**Work to complete:**
1. According to the article about the Camillus House culinary training program, how many classes had the program graduated by last year?
2. From the article about the Camillus House culinary training program, output the passage starting with "COVID-19 changed the" and going on through "Wolfson Campus downtown.".

**Excerpt provided:**
________________________

The training program began in January 2018, and by June of that year three classes had completed their training. Some went on to work at Marlins Stadium, Marriott Biscayne Bay, Levy’s Restaurants, and Fiola in Coral Gables.
By last year, the program had graduated seven classes — about 90 graduates in all — with a job-placement rate of more than 70 percent.
Then came the pandemic.
Knowing full well that job placement would be more difficult, Hilda Fernandez, chief executive officer of Camillus House, thought it was important that the program continue.
“There's nothing that makes my day more than to see these students walking around the Camillus House campus with a look of pride on their face,” Fernandez explains. “Working in a kitchen requires a lot of discipline, which is great for these clients.”
Teaching through a pandemic required drastic changes in the way the program would function.
Miami Dade College's Hospitality Institute normally offered training five days a week during the seven-week program, with students spending mornings in the classroom and afternoons working hands-on in the kitchen.
COVID-19 changed the way the lessons are handled. Now, lessons are offered virtually four days a week with one day of hands-on culinary training at the Miami Culinary Institute at Miami-Dade's Wolfson Campus downtown.

________________________

**Dataset content:**

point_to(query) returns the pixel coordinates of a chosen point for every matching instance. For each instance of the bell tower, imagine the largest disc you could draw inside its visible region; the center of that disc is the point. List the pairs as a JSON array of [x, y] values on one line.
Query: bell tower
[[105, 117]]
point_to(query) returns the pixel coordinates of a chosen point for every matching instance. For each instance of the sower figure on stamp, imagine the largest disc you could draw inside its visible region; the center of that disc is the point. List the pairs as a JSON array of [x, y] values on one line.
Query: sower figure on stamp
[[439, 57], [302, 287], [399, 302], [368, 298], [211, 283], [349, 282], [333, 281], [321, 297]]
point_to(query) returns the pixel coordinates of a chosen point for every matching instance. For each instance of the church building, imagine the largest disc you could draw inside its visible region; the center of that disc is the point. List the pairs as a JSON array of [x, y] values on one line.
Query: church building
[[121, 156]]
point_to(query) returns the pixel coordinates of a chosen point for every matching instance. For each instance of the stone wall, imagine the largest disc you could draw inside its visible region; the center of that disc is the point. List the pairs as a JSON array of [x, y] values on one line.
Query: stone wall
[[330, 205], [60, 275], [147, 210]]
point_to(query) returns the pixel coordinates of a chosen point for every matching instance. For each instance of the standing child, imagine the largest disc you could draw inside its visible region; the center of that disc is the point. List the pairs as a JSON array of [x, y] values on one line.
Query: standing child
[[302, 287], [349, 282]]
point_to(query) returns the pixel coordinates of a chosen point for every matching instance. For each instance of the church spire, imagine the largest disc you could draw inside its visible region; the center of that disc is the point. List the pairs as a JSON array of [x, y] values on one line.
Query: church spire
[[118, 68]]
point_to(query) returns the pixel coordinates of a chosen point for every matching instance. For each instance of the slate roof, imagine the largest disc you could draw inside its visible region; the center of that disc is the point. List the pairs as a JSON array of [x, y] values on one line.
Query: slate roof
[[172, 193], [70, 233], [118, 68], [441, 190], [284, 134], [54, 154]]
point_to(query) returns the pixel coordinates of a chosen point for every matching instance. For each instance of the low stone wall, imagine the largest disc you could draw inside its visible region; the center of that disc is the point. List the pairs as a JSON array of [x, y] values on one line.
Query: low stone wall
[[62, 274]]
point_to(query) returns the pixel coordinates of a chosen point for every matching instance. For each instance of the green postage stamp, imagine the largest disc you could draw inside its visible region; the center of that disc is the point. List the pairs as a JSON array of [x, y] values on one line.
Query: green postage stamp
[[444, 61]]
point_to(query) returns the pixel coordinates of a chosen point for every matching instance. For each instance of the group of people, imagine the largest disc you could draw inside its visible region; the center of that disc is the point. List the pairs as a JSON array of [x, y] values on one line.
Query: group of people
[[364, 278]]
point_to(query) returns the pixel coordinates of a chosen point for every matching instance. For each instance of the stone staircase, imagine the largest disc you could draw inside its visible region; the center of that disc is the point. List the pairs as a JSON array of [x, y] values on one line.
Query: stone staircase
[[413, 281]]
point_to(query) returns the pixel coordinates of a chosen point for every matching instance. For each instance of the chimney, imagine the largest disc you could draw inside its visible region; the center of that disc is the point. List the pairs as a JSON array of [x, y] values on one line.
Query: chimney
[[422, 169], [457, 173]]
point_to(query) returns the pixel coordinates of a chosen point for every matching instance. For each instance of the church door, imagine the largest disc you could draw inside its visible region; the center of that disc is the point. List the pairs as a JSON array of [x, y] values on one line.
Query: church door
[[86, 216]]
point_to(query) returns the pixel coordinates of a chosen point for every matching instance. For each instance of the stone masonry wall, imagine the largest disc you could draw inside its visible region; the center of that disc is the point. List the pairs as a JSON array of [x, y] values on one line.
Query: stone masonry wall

________________________

**Results:**
1. Seven classes, about 90 graduates in all.

2.
COVID-19 changed the way the lessons are handled. Now, lessons are offered virtually four days a week with one day of hands-on culinary training at the Miami Culinary Institute at Miami-Dade's Wolfson Campus downtown.